Re: SPIP: Auto CDC support for Apache Spark

Andreas Neumann Wed, 01 Apr 2026 07:59:29 -0700

Hi Mich,

I completely agree that changelogs are an important feature.
However, the objective of this SPIP is to ease the processing of a
changelog in order to produce a replica of the original source data.
Exposing the changelog on the source side is subject of this earlier
SPIP: Change
Data Capture (CDC) Support
<https://docs.google.com/document/d/1-4rCS3vsGIyhwnkAwPsEaqyUDg-AuVkdrYLotFPw0U0/edit?tab=t.0>
.


Cheers -Andreas


On Wed, Apr 1, 2026 at 4:53 AM Mich Talebzadeh <[email protected]>
wrote:

> I would suggest framing Auto CDC not only around MERGE/mutation, but also
> around* immutability and auditability.*
>
> In many real-world cases, the ability to reconstruct what happened
> (ordering of changes, intermediate states) is as important as computing the
> latest state. From this perspective, Auto CDC should treat immutable
> changelog data as a first-class abstraction, queryable via Spark SQL across
> storage backends.
> This enables:
>
>    - state reconstruction (point-in-time views)
>    - audit / forensic analysis
>    - validation of upstream processes
>
> MERGE then becomes just one materialisation strategy, rather than the core
> abstraction.
>
> From a connector standpoint, exposing complete, ordered changelogs is more
> fundamental than supporting MERGE alone.
>
> HTH
>
> Dr Mich Talebzadeh,
> Data Scientist | Distributed Systems (Spark) | Financial Forensics &
> Metadata Analytics | Transaction Reconstruction | Audit & Evidence-Based
> Analytics
>
>    view my Linkedin profile
> <https://www.linkedin.com/in/mich-talebzadeh-ph-d-5205b2/>
>
>
>
>
>
>
> On Tue, 31 Mar 2026 at 18:09, Anton Okolnychyi <[email protected]>
> wrote:
>
>> I think this is going to be a great feature if it naturally extends the
>> current capabilities of Spark and complements / builds on top of changelogs
>> and MERGE.
>>
>>  I would be really worried otherwise.
>>
>> On Tue, Mar 31, 2026 at 6:02 AM Andreas Neumann <[email protected]> wrote:
>>
>>> Hi Mich,
>>>
>>> I agree that is, in theory, possible to implement this for connectors
>>> that do not support MERGE. But it is our intention to rely on MERGE support
>>> for this feature. If there is large interest for it, we could follow up
>>> with an implementation that does not require MERGE, but I would want
>>> to evaluate first whether the additional complexity is justified.

Extracted data >>
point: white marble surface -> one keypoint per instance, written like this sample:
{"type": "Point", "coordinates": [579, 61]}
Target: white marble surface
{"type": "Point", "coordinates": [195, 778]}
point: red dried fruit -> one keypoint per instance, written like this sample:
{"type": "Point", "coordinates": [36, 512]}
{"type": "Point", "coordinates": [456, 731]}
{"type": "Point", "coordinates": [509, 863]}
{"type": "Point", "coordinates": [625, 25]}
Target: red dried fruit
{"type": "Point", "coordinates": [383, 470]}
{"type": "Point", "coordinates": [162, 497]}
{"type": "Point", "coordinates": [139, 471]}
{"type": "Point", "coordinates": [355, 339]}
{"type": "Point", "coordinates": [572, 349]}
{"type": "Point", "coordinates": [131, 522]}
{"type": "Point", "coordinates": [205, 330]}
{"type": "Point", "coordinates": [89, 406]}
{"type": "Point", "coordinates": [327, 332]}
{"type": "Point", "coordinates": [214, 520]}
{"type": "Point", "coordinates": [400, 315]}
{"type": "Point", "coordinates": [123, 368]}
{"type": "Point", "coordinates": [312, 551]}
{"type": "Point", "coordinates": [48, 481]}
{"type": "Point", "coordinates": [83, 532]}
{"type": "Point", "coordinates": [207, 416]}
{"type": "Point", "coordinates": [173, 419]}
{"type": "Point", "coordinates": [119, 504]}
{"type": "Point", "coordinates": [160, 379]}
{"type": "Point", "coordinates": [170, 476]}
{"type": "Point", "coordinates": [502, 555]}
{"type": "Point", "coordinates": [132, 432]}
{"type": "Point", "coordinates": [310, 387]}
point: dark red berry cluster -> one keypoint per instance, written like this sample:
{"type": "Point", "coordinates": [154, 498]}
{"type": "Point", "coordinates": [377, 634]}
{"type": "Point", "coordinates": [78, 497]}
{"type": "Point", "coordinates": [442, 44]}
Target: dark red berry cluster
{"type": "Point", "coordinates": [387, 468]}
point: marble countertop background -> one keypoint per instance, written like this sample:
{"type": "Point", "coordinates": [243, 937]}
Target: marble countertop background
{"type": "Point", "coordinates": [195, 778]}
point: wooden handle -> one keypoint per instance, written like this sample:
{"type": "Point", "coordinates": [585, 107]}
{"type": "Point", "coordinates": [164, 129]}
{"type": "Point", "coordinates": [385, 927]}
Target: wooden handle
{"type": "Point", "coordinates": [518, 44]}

Work instructions >>
1. From the records, return verbatim the lines between the one holding "point: dark red" and the one holding "Target: dark red berry cluster", inclusive.
2. Carry the Auto CDC email thread forward from the point where it stops.

The replies >>
1.
point: dark red berry cluster -> one keypoint per instance, written like this sample:
{"type": "Point", "coordinates": [154, 498]}
{"type": "Point", "coordinates": [377, 634]}
{"type": "Point", "coordinates": [78, 497]}
{"type": "Point", "coordinates": [442, 44]}
Target: dark red berry cluster

2.
>>>
>>> Note also that we will not require changelogs. That is a requirement for
>>> the source that produces the CDC feed, as addressed by this existing SPIP: 
>>> SPIP:
>>> Change Data Capture (CDC) Support
>>> <https://docs.google.com/document/d/1-4rCS3vsGIyhwnkAwPsEaqyUDg-AuVkdrYLotFPw0U0/edit?usp=sharing>.
>>> I actually expect that many use cases will come from sources that do not
>>> support MERGE but do support change feeds.
>>>
>>> Cheers -Andreas
>>>
>>> On Mon, Mar 30, 2026 at 2:09 PM Mich Talebzadeh <
>>> [email protected]> wrote:
>>>
>>>> Hello,
>>>>
>>>>  Auto CDC may compile to a MERGE-like row-level plan, but the SPIP
>>>> should describe that as one implementation strategy, *not necessarily
>>>> the only one*. Connectors do not just need changelogs and MERGE; they
>>>> need changelog semantics on the read side and row-level mutation capability
>>>> on the write side, plus keys and usually sequencing.
>>>>
>>>> HTH
>>>>
>>>> Dr Mich Talebzadeh,
>>>> Data Scientist | Distributed Systems (Spark) | Financial Forensics &
>>>> Metadata Analytics | Transaction Reconstruction | Audit & Evidence-Based
>>>> Analytics
>>>>
>>>>    view my Linkedin profile
>>>> <https://www.linkedin.com/in/mich-talebzadeh-ph-d-5205b2/>
>>>>
>>>>
>>>> On Mon, 30 Mar 2026 at 16:49, Anton Okolnychyi <[email protected]>
>>>> wrote:
>>>>
>>>>> Will auto CDC compile into or use MERGE under the hood? If yes, can we
>>>>> include a sketch of how that rewrite will look like in the SPIP? What
>>>>> exactly do connectors need to support to benefit from auto CDC? Just
>>>>> support changelogs and MERGE?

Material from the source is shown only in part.